Представьте все данные ниже в виде JSON-массива строк, где каждой строке данных соответствует одна строка массива. Пустые строки опустите.

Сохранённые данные
=====
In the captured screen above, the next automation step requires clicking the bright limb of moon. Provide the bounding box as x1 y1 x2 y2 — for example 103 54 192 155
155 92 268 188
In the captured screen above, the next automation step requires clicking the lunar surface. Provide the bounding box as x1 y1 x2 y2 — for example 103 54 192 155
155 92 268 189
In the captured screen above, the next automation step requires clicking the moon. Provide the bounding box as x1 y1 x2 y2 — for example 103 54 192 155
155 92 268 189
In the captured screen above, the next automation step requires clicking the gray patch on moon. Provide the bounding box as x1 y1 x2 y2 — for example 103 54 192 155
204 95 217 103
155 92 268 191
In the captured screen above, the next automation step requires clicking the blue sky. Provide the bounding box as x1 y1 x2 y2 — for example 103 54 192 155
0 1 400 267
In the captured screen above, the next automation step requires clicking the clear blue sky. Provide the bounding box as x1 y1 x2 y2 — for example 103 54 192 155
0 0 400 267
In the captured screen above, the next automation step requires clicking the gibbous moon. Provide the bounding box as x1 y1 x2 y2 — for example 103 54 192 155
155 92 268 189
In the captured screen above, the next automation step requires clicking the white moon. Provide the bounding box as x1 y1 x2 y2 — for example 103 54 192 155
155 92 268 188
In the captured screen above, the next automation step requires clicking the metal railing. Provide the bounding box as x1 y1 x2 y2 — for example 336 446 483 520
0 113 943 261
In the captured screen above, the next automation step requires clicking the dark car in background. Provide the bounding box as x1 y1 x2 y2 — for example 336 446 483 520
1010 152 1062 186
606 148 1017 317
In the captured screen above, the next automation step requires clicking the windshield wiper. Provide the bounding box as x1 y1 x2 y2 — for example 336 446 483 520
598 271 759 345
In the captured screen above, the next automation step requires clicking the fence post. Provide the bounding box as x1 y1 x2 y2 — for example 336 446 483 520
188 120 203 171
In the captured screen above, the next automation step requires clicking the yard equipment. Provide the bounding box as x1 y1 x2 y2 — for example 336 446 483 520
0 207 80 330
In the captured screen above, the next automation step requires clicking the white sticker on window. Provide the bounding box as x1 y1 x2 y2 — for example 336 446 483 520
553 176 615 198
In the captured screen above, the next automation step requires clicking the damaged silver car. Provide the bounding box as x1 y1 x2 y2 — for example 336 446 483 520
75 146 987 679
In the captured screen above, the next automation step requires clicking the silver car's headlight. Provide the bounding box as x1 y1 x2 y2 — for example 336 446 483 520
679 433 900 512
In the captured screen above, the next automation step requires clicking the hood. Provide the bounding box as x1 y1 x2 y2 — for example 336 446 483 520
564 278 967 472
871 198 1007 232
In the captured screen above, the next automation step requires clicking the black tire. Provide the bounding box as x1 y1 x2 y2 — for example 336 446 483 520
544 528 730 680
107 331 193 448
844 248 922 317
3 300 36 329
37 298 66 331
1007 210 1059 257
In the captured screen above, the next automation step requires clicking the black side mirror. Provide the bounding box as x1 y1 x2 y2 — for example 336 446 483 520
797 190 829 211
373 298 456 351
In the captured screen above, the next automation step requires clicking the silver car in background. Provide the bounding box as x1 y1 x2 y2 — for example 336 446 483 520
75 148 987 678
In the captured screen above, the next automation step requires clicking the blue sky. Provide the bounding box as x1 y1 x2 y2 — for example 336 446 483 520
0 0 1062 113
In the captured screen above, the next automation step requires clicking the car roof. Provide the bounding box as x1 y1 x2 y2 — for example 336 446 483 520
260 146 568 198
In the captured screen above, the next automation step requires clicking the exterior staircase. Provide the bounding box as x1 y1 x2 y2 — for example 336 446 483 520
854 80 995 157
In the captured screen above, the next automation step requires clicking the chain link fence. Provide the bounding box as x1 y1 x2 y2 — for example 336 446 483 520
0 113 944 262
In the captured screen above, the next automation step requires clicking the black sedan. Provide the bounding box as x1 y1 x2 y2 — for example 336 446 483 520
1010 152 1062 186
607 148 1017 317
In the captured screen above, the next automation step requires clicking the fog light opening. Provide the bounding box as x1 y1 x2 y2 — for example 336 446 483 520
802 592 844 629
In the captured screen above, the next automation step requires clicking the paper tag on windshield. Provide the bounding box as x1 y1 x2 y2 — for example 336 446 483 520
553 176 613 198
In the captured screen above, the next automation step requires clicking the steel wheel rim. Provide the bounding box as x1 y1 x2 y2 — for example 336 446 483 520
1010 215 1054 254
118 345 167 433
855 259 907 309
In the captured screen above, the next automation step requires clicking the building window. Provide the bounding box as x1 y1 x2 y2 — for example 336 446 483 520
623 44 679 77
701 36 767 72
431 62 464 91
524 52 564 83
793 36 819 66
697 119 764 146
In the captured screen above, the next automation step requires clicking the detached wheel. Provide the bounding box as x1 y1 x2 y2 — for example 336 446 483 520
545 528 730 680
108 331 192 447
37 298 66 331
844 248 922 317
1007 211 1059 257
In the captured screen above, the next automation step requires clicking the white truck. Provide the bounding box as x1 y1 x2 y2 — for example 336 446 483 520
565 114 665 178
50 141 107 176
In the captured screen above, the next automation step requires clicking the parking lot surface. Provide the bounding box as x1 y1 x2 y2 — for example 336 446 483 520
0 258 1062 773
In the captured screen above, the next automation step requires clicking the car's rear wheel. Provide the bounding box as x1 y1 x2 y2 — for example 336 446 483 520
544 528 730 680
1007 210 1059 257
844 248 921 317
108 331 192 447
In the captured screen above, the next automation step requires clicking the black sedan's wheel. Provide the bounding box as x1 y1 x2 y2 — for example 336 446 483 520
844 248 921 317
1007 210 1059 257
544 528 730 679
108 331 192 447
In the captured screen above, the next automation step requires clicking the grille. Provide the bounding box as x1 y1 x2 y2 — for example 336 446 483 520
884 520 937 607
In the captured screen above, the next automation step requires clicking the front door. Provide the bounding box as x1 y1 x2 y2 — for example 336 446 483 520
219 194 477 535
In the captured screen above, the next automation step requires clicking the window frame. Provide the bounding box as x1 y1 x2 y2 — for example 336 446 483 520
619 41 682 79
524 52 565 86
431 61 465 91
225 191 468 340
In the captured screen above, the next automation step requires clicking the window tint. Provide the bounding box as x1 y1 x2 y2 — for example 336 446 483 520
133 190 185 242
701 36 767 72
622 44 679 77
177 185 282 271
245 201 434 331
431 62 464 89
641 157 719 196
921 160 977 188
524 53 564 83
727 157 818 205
=====
## РЕШЕНИЕ ЗАДАЧИ
[
  "In the captured screen above, the next automation step requires clicking the bright limb of moon. Provide the bounding box as x1 y1 x2 y2 — for example 103 54 192 155",
  "155 92 268 188",
  "In the captured screen above, the next automation step requires clicking the lunar surface. Provide the bounding box as x1 y1 x2 y2 — for example 103 54 192 155",
  "155 92 268 189",
  "In the captured screen above, the next automation step requires clicking the moon. Provide the bounding box as x1 y1 x2 y2 — for example 103 54 192 155",
  "155 92 268 189",
  "In the captured screen above, the next automation step requires clicking the gray patch on moon. Provide the bounding box as x1 y1 x2 y2 — for example 103 54 192 155",
  "204 95 217 103",
  "155 92 268 191",
  "In the captured screen above, the next automation step requires clicking the blue sky. Provide the bounding box as x1 y1 x2 y2 — for example 103 54 192 155",
  "0 1 400 267",
  "In the captured screen above, the next automation step requires clicking the clear blue sky. Provide the bounding box as x1 y1 x2 y2 — for example 103 54 192 155",
  "0 0 400 267",
  "In the captured screen above, the next automation step requires clicking the gibbous moon. Provide the bounding box as x1 y1 x2 y2 — for example 103 54 192 155",
  "155 92 268 189",
  "In the captured screen above, the next automation step requires clicking the white moon. Provide the bounding box as x1 y1 x2 y2 — for example 103 54 192 155",
  "155 92 268 188",
  "In the captured screen above, the next automation step requires clicking the metal railing. Provide the bounding box as x1 y1 x2 y2 — for example 336 446 483 520",
  "0 113 943 261",
  "In the captured screen above, the next automation step requires clicking the dark car in background. Provide the bounding box as x1 y1 x2 y2 — for example 336 446 483 520",
  "1010 152 1062 186",
  "606 148 1017 317",
  "In the captured screen above, the next automation step requires clicking the windshield wiper. Provide the bounding box as x1 y1 x2 y2 — for example 336 446 483 520",
  "598 271 759 345",
  "In the captured screen above, the next automation step requires clicking the fence post. Provide the bounding box as x1 y1 x2 y2 — for example 336 446 483 520",
  "188 120 203 171",
  "In the captured screen above, the next automation step requires clicking the yard equipment. Provide the bounding box as x1 y1 x2 y2 — for example 336 446 483 520",
  "0 207 80 330",
  "In the captured screen above, the next automation step requires clicking the white sticker on window. Provide the bounding box as x1 y1 x2 y2 — for example 336 446 483 520",
  "553 176 615 198",
  "In the captured screen above, the next automation step requires clicking the damaged silver car. Provide the bounding box as x1 y1 x2 y2 — for example 336 446 483 520",
  "75 146 987 679",
  "In the captured screen above, the next automation step requires clicking the silver car's headlight. Provide the bounding box as x1 y1 x2 y2 — for example 336 446 483 520",
  "679 433 900 512",
  "In the captured screen above, the next automation step requires clicking the hood. Provide the bounding box as x1 y1 x2 y2 — for example 336 446 483 520",
  "564 278 967 472",
  "871 198 1007 232",
  "In the captured screen above, the next automation step requires clicking the black tire. Provide the bounding box as x1 y1 x2 y2 — for example 336 446 483 520",
  "544 528 730 680",
  "107 331 193 448",
  "844 248 922 317",
  "3 300 36 329",
  "37 298 66 331",
  "1007 210 1059 257",
  "In the captured screen above, the next automation step requires clicking the black side mirror. Provide the bounding box as x1 y1 x2 y2 — for example 336 446 483 520",
  "797 190 829 211",
  "373 298 456 351",
  "In the captured screen above, the next automation step requires clicking the silver car in background. Provide the bounding box as x1 y1 x2 y2 — for example 336 446 483 520",
  "75 148 987 678",
  "In the captured screen above, the next automation step requires clicking the blue sky. Provide the bounding box as x1 y1 x2 y2 — for example 336 446 483 520",
  "0 0 1062 113",
  "In the captured screen above, the next automation step requires clicking the car roof. Provide the bounding box as x1 y1 x2 y2 — for example 336 446 483 520",
  "260 146 568 198",
  "In the captured screen above, the next automation step requires clicking the exterior staircase. Provide the bounding box as x1 y1 x2 y2 — for example 336 446 483 520",
  "854 80 995 157",
  "In the captured screen above, the next automation step requires clicking the chain link fence. Provide the bounding box as x1 y1 x2 y2 — for example 336 446 483 520",
  "0 113 944 262",
  "In the captured screen above, the next automation step requires clicking the black sedan. Provide the bounding box as x1 y1 x2 y2 — for example 336 446 483 520",
  "1010 152 1062 186",
  "607 148 1017 317",
  "In the captured screen above, the next automation step requires clicking the fog light opening. Provide the bounding box as x1 y1 x2 y2 — for example 336 446 483 520",
  "802 592 844 629",
  "In the captured screen above, the next automation step requires clicking the paper tag on windshield. Provide the bounding box as x1 y1 x2 y2 — for example 336 446 483 520",
  "553 176 613 198",
  "In the captured screen above, the next automation step requires clicking the steel wheel rim. Provide the bounding box as x1 y1 x2 y2 — for example 336 446 483 520",
  "1010 215 1054 254",
  "118 345 167 433",
  "855 259 907 309",
  "In the captured screen above, the next automation step requires clicking the building window. Provide the bounding box as x1 y1 x2 y2 — for example 336 446 483 520",
  "623 44 679 77",
  "701 36 767 72",
  "431 62 464 91",
  "524 52 564 83",
  "793 36 819 66",
  "697 119 764 146",
  "In the captured screen above, the next automation step requires clicking the detached wheel. Provide the bounding box as x1 y1 x2 y2 — for example 336 446 483 520",
  "545 528 730 680",
  "108 331 192 447",
  "37 298 66 331",
  "844 248 922 317",
  "1007 211 1059 257",
  "In the captured screen above, the next automation step requires clicking the white truck. Provide the bounding box as x1 y1 x2 y2 — for example 336 446 483 520",
  "565 114 665 178",
  "50 141 107 176",
  "In the captured screen above, the next automation step requires clicking the parking lot surface. Provide the bounding box as x1 y1 x2 y2 — for example 336 446 483 520",
  "0 258 1062 773",
  "In the captured screen above, the next automation step requires clicking the car's rear wheel. Provide the bounding box as x1 y1 x2 y2 — for example 336 446 483 520",
  "544 528 730 680",
  "1007 210 1059 257",
  "844 248 921 317",
  "108 331 192 447",
  "In the captured screen above, the next automation step requires clicking the black sedan's wheel. Provide the bounding box as x1 y1 x2 y2 — for example 336 446 483 520",
  "844 248 921 317",
  "1007 210 1059 257",
  "544 528 730 679",
  "108 331 192 447",
  "In the captured screen above, the next automation step requires clicking the grille. Provide the bounding box as x1 y1 x2 y2 — for example 336 446 483 520",
  "884 520 937 607",
  "In the captured screen above, the next automation step requires clicking the front door. Provide the bounding box as x1 y1 x2 y2 — for example 336 446 483 520",
  "219 194 477 535",
  "In the captured screen above, the next automation step requires clicking the window frame. Provide the bounding box as x1 y1 x2 y2 — for example 336 446 483 520",
  "619 41 682 79",
  "524 52 565 86",
  "431 61 465 91",
  "225 191 468 340",
  "In the captured screen above, the next automation step requires clicking the window tint. Provide the bounding box as x1 y1 x2 y2 — for example 336 446 483 520",
  "133 190 185 242",
  "701 36 767 72",
  "622 44 679 77",
  "177 185 282 271",
  "245 201 434 331",
  "431 62 464 89",
  "641 157 719 196",
  "921 160 977 188",
  "524 53 564 83",
  "727 157 818 205"
]